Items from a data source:
---
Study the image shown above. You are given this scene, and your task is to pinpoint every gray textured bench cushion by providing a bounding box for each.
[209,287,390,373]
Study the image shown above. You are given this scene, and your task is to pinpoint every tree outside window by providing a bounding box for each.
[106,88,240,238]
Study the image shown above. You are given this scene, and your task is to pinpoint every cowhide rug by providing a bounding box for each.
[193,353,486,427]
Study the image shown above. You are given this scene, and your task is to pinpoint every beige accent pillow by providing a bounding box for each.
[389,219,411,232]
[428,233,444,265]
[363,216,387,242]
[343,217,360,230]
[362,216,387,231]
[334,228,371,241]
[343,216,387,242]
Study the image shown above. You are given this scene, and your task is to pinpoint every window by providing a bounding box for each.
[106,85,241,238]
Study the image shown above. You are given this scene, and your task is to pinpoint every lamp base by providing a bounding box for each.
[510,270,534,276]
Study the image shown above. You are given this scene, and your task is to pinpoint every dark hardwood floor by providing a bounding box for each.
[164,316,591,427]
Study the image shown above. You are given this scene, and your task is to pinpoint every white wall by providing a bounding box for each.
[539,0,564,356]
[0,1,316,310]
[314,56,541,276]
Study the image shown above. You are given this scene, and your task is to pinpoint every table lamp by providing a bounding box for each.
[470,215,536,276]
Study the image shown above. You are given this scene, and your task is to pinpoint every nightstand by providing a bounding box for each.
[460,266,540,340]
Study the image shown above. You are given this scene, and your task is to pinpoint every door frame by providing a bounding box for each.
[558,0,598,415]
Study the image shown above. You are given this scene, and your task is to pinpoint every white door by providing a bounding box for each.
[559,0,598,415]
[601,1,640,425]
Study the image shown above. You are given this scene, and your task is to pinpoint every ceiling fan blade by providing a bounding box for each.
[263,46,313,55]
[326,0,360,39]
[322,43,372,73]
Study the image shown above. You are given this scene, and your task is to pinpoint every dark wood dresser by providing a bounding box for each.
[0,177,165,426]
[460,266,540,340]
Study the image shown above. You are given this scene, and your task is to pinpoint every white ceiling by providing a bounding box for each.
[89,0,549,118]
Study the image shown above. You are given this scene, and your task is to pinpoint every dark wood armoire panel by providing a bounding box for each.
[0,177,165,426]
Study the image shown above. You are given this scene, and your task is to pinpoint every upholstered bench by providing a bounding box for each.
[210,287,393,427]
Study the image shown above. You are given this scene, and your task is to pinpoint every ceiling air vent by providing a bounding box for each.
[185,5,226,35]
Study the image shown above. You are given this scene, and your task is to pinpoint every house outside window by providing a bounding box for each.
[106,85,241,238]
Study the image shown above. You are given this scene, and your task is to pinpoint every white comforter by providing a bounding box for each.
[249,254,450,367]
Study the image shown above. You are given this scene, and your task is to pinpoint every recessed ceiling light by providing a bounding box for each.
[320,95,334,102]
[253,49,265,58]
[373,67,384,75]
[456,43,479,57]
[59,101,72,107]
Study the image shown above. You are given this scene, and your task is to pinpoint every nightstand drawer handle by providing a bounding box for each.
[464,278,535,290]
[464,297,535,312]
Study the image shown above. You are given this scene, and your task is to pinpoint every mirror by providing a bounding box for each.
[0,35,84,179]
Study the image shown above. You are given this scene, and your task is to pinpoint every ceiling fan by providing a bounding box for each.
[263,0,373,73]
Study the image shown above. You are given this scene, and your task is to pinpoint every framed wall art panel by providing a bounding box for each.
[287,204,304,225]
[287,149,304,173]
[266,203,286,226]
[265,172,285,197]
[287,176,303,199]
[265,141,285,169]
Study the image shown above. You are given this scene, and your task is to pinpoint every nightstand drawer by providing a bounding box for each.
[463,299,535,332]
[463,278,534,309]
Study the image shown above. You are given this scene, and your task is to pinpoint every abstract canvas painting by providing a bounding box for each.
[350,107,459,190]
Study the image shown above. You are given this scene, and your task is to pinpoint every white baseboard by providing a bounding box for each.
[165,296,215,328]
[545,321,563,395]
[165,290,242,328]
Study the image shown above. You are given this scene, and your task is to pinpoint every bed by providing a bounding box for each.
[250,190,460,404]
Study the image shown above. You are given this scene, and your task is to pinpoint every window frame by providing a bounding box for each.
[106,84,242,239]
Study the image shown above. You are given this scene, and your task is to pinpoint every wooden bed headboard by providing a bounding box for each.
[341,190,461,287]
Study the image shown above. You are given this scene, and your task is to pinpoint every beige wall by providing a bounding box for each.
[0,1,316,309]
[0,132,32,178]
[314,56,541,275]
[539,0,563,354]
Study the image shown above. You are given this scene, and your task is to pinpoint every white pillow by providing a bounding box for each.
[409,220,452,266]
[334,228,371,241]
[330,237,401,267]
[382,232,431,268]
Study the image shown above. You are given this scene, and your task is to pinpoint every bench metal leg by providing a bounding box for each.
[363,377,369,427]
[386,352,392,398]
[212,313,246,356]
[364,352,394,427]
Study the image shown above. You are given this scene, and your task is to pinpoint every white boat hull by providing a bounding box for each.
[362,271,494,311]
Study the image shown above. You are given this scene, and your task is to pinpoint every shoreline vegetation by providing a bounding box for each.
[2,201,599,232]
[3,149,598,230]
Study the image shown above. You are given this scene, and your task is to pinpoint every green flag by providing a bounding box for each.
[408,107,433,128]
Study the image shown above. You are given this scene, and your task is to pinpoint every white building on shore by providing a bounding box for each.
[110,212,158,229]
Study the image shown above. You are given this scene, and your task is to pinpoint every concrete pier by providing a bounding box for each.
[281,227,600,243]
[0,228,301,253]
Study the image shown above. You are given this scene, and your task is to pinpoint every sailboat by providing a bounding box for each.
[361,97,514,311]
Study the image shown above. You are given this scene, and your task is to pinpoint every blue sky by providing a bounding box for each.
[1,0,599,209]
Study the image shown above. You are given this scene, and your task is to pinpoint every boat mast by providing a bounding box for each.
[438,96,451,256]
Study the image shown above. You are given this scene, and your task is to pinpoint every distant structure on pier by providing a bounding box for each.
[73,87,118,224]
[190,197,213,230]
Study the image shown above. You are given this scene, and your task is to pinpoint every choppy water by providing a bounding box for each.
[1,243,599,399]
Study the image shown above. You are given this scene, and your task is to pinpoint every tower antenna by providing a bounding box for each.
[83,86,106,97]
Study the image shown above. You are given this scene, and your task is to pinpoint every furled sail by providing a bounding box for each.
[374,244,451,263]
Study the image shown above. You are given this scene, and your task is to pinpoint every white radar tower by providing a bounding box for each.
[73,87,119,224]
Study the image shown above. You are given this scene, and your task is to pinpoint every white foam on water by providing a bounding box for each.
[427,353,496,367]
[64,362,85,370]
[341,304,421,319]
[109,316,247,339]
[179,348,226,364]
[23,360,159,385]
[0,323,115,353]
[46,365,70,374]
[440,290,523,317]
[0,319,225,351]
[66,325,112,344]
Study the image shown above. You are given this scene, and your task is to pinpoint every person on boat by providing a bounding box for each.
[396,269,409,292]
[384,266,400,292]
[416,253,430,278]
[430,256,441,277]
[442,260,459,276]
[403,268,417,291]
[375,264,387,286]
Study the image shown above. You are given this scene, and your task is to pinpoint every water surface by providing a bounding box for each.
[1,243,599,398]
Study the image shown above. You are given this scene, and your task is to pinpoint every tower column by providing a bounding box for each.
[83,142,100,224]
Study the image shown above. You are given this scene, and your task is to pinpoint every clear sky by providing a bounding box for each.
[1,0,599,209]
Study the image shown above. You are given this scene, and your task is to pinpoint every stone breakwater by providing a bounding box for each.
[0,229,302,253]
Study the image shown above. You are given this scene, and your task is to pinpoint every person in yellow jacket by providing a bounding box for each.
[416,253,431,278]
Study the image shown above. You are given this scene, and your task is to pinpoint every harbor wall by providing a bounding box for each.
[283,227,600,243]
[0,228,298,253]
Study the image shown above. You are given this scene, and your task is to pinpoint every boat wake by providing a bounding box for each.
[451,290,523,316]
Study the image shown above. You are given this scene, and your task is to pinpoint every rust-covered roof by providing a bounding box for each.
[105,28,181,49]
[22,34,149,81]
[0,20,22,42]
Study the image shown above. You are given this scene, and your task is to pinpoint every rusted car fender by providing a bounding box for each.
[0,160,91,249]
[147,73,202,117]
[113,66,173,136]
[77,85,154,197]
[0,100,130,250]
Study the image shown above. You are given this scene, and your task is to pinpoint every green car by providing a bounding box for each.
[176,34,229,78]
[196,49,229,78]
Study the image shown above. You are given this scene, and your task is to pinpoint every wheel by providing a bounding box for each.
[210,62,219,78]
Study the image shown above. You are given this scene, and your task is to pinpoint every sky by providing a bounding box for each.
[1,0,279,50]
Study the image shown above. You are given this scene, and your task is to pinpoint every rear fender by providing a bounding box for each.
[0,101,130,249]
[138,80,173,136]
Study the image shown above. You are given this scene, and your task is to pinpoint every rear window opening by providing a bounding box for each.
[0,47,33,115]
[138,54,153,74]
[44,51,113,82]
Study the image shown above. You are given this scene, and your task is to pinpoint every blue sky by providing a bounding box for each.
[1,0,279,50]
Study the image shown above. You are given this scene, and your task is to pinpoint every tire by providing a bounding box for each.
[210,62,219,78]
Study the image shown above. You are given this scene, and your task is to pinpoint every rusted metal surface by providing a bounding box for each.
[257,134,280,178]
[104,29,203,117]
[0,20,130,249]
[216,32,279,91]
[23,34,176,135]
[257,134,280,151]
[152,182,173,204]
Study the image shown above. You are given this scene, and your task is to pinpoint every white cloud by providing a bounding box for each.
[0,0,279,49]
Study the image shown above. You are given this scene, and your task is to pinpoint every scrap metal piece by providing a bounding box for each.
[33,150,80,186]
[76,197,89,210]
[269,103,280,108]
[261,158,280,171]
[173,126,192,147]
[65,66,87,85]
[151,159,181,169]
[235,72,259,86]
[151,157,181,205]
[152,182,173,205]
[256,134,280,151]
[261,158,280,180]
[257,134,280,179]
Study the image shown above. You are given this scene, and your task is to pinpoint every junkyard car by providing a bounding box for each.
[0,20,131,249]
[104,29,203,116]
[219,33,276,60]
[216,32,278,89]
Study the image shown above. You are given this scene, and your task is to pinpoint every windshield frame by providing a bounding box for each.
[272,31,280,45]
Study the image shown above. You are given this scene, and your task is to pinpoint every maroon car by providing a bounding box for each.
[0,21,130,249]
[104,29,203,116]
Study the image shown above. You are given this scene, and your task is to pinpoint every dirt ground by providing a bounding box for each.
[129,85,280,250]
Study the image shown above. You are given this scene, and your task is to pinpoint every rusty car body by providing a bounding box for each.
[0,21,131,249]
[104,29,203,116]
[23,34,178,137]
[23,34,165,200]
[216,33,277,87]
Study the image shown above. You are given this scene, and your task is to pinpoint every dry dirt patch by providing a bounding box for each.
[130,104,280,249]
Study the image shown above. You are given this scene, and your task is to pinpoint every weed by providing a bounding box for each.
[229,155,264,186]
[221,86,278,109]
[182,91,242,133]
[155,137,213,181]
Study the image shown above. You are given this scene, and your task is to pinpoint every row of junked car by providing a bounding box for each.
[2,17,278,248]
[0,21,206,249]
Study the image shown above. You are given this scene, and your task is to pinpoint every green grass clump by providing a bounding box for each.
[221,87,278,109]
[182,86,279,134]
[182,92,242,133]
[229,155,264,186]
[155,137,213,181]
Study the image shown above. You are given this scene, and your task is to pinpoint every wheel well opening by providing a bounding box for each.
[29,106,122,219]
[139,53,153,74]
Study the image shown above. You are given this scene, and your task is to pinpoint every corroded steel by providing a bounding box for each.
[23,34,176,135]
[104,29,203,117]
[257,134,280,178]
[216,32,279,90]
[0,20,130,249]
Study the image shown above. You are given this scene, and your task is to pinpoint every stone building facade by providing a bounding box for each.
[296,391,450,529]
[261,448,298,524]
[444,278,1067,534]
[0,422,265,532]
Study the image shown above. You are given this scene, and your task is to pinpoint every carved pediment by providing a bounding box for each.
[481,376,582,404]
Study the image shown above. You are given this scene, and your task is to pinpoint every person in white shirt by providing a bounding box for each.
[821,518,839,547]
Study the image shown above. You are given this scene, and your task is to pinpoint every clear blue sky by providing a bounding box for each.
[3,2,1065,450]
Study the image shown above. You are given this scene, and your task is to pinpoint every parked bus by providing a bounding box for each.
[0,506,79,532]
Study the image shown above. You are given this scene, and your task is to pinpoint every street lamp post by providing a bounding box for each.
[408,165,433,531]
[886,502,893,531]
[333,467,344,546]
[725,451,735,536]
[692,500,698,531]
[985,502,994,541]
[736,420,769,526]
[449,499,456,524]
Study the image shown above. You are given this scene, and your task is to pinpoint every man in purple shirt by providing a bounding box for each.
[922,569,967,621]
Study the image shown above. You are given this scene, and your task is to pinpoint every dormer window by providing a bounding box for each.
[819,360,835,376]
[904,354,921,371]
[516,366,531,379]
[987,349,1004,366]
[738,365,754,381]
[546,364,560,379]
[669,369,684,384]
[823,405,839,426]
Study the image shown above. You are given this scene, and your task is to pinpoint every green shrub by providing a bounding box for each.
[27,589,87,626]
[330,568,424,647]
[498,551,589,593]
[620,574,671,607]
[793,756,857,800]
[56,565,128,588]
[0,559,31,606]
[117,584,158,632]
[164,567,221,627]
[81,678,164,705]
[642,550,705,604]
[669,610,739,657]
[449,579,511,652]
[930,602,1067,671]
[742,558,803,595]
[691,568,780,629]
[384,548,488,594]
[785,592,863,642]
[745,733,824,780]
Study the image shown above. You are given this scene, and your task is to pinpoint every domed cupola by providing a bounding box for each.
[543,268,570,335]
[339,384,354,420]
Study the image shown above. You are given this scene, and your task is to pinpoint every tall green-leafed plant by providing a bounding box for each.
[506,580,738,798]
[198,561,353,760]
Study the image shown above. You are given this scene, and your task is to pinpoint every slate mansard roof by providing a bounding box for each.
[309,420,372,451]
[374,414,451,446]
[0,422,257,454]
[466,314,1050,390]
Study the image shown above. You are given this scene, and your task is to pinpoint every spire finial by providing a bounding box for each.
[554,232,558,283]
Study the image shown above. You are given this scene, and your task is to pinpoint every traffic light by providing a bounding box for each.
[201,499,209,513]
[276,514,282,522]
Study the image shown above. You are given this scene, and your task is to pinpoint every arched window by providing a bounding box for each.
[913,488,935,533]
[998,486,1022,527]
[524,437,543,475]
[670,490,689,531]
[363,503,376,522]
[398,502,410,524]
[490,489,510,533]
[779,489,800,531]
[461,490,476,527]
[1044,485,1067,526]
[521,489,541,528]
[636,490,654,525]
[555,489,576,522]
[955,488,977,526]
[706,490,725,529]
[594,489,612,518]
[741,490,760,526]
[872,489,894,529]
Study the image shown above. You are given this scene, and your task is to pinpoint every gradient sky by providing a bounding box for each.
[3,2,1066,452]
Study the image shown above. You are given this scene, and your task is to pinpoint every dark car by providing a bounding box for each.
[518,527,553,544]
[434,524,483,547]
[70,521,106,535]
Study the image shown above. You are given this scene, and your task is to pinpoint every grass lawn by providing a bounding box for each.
---
■ **Exercise requirements**: Copy, without any change, the run of lines from the one with "pinpoint every traffic" through the end of the entries above.

■ **Solved problem**:
Study the image shown above. You are given this scene, and your task is to pinpoint every traffic light by providing a bounding box for each.
[201,499,209,513]
[276,514,282,522]
Study the image shown above. You are given this scene, and your task is to pinpoint every arched window by providing a bounding box for each.
[913,488,935,533]
[998,486,1022,527]
[524,437,543,475]
[670,490,689,531]
[363,503,376,522]
[398,502,410,524]
[490,489,510,533]
[779,489,800,531]
[461,490,476,527]
[1044,485,1067,526]
[521,489,541,528]
[636,490,654,525]
[555,489,576,522]
[955,488,977,526]
[706,490,725,529]
[594,489,612,518]
[741,490,760,526]
[872,489,894,529]
Study the image shown above. You are given this scene, and your task is to pinpoint every gradient sky by providing a bounding box for each.
[3,2,1066,452]
Study the image shown above. You are given this scene, and your task is to pinpoint every dark car by providing a bounding box for each.
[518,527,553,544]
[434,524,483,547]
[70,521,106,535]
Study the image shown above. You are given this scene, and your task is to pinpoint every grass lawn by providing a bounding box for each.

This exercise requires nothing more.